#### SELECTED TEXT:
I have an idea for an essay brewing. It’s based on a comment an editor wrote on another essay. There was a section about breastfeeding and she commented on how the section made clear the ways in which breastfeeding can be read as a metaphor for motherhood. Intimate, but public, personal, nourishing. As I was tucking Thea in tonight, worrying if I’d gotten enough sleep, eaten enough calories or had enough water to keep my supply up, I realized something else–you have to take care of yourself at least a little bit. I hate the phrase “self-care,” but that’s the idea.
Yesterday, I struggled for a long time trying to figure out how to spell “everything”. Was there an “e” after the “v”? Later, I realized this might be an indication that my coffee-fueled paragraphs are not quite as polished as they feel at 5am.
In Robert Olen Butler’s From Where You Dream, he advocates for writing in a half-asleep early morning haze. Before you’ve checked the news (this morning I woke up wondering if Trump was still President. Turns out, unfortunately, he is) or your email or even had coffee (can’t take it that far), just write. That writing is more intuitive, natural, playful, and authentic.
So, I’ll think about that when I wonder, as I’m nursing Simon, if I shouldn’t wait to write anything until I remember how to spell “everything.”
I was just sitting on the couch, looking around at the scattering of Calico Critters and breast pump accessories and the dirty swaddling blanket hanging out of the Pack and Play. I thought about lighting a fire in the fireplace, but it kind of seems too hideously cluttered to add even a fireplace to the visual. I was missing a free-of-clutter house when I remembered that last night, in response to our daily “What was the best part of your day?” Thea said “um, play with hops!”

#### GOAL:
Answer these questions from the passage on writing and motherhood:
(a) Which book, by which author, recommends writing in a half-asleep early morning haze?
(b) Which word did the writer struggle to spell?
(c) What did Thea name as the best part of her day?

#### INFORMATION SHOWN:
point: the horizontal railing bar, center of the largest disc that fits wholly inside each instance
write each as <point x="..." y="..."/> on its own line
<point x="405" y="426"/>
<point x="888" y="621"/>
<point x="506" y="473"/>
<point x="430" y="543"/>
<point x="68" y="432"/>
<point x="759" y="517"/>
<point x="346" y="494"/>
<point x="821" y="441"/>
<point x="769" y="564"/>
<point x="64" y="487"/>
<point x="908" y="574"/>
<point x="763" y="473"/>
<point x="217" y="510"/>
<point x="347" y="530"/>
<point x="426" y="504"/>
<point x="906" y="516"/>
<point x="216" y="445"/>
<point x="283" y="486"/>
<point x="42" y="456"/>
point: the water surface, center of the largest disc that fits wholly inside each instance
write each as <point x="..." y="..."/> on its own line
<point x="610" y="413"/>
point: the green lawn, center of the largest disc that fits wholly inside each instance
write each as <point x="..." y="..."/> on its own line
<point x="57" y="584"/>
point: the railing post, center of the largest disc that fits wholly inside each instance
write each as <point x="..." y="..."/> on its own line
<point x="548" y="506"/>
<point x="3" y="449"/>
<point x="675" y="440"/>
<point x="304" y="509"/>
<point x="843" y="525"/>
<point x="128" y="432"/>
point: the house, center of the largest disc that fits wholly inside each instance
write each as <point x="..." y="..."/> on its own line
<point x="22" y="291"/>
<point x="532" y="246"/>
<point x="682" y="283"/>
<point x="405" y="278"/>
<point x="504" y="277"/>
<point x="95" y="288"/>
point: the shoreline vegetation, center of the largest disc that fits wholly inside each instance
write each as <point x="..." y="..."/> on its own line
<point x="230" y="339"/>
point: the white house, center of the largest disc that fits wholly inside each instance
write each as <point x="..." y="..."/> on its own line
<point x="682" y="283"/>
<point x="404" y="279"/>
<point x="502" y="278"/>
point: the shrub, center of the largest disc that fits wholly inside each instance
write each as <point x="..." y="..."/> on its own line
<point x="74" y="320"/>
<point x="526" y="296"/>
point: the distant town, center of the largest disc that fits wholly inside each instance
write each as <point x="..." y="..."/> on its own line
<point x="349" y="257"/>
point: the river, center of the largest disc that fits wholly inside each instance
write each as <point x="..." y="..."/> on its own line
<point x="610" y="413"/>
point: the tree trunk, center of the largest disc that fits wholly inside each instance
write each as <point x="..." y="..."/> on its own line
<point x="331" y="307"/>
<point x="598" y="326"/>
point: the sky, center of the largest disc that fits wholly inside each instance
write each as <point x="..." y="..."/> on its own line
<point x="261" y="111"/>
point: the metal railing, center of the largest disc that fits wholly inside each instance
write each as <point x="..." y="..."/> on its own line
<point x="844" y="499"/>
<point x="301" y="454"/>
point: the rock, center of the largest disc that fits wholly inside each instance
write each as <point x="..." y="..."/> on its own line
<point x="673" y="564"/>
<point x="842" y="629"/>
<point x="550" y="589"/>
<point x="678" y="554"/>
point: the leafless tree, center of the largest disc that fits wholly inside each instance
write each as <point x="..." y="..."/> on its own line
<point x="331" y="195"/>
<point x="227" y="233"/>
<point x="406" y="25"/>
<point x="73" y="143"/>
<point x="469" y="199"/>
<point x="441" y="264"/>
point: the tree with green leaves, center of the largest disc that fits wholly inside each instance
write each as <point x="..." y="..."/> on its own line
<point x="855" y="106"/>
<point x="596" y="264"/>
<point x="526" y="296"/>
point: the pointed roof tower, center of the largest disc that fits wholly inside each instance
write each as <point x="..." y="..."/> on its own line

#### REPLY TO THE TASK:
(a) From Where You Dream, by Robert Olen Butler
(b) "Everything"
(c) "um, play with hops!"